What to produce —
Print every one of the entries below, keeping each line word for word.

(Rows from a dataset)

+ + +

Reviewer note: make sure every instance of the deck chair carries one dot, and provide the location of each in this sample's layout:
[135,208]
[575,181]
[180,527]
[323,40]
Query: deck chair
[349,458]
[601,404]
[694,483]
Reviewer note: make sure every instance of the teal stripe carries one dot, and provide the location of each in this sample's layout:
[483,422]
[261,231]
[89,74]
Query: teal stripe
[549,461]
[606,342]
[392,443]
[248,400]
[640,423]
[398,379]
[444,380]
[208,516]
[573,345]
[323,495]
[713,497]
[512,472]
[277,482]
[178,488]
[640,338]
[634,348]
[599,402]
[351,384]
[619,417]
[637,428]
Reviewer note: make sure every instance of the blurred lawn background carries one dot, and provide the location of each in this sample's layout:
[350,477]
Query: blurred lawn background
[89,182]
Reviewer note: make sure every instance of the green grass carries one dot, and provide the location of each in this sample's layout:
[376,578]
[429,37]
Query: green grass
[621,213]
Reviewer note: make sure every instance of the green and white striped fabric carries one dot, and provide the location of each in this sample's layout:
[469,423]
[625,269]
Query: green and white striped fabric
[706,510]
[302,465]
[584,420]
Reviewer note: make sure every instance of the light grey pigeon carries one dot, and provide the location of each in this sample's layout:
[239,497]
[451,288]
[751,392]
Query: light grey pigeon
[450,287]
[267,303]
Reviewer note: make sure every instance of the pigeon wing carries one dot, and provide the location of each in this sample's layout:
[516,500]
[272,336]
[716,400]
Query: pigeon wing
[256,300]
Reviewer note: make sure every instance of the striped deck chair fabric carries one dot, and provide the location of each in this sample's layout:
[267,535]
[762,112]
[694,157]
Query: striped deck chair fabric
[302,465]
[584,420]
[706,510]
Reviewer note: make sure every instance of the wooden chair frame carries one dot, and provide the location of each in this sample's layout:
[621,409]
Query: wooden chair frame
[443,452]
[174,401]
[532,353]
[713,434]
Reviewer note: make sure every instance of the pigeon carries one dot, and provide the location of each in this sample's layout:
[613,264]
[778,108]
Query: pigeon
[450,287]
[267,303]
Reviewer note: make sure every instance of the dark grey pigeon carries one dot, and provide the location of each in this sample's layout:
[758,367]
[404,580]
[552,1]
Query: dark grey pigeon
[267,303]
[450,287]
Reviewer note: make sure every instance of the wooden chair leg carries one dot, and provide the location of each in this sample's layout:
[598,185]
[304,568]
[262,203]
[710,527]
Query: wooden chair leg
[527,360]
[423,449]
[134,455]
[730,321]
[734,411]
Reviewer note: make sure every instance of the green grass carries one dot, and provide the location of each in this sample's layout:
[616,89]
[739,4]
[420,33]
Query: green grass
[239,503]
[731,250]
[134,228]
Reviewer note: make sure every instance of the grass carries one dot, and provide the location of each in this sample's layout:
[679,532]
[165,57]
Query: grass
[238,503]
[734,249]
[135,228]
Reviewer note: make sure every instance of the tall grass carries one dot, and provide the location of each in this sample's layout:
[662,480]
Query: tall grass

+ + +

Result of the exercise —
Reviewer note: make sure every instance of the deck chair carries one dot, and provide the location of each in this sample's layout:
[135,208]
[575,181]
[180,527]
[323,40]
Query: deck chair
[349,458]
[601,404]
[694,483]
Reviewer note: make sure every instance of the teal stripe carries one dot, and provide the location of each in this sample's layout:
[483,422]
[261,231]
[89,74]
Query: teal stripe
[549,461]
[606,342]
[392,443]
[248,400]
[640,423]
[398,379]
[444,380]
[208,516]
[573,345]
[323,495]
[713,497]
[512,472]
[277,482]
[178,488]
[640,338]
[634,348]
[599,402]
[351,384]
[619,417]
[637,428]
Reviewer note: make sure every instance of the blurred lawn background carries one dot, and provide the location of each in this sample's layout:
[350,477]
Query: blurred lawn background
[89,182]
Reviewer note: make sure every instance of the green grass carries one dot, and provide the location of each in this sample's layout:
[376,578]
[429,37]
Query: green grass
[621,213]
Reviewer note: make sure every instance of the green and white striped fabric carries one dot, and provide the location of each in this sample's layout:
[469,423]
[625,269]
Query: green and white striped fabric
[706,510]
[302,465]
[584,420]
Reviewer note: make sure every instance of the light grey pigeon carries one dot, and provide the location of each in this sample's layout:
[239,497]
[451,288]
[751,392]
Query: light grey pigeon
[450,287]
[267,303]
Reviewer note: make sure every instance of the pigeon wing carries one dot, and provide the location of each in this sample's layout:
[516,500]
[272,336]
[716,400]
Query: pigeon wing
[256,300]
Reviewer note: make sure every instance of the striped deck chair fabric carries one dot, and provide the location of each in this sample's layout:
[267,535]
[762,112]
[694,157]
Query: striped deck chair fabric
[302,465]
[584,420]
[706,510]
Reviewer note: make sure every instance of the wooden chair frame carries one dot, and provide the location of each in this sample's layout:
[621,409]
Query: wooden chair frame
[443,452]
[174,401]
[532,353]
[713,434]
Reviewer note: make sure every instance of the pigeon carries one dot, and provide the location of each in this sample's layout:
[613,264]
[778,108]
Query: pigeon
[450,287]
[267,303]
Reviewer note: make sure every instance of the dark grey pigeon carries one dot, and provide the location of each in this sample's layout:
[758,367]
[404,580]
[552,1]
Query: dark grey pigeon
[267,303]
[450,287]
Reviewer note: make sure every instance of the wooden chair leg carries one dot, and provide the location of each in this sample's layout:
[598,185]
[304,568]
[262,203]
[710,527]
Query: wooden chair leg
[527,360]
[423,449]
[134,455]
[730,321]
[734,411]
Reviewer note: make sure every instance of the green grass carries one dot, and provide the location of each in this sample's layout:
[616,89]
[739,4]
[420,33]
Query: green grass
[239,503]
[731,250]
[134,228]
Reviewer note: make sure every instance of the grass carries one dot, and provide the location of each in this sample's layout:
[679,532]
[165,57]
Query: grass
[238,503]
[734,249]
[135,228]
Reviewer note: make sure every instance of the tall grass carries one dot, and provide the location of each in this sample's layout:
[662,480]
Query: tall grass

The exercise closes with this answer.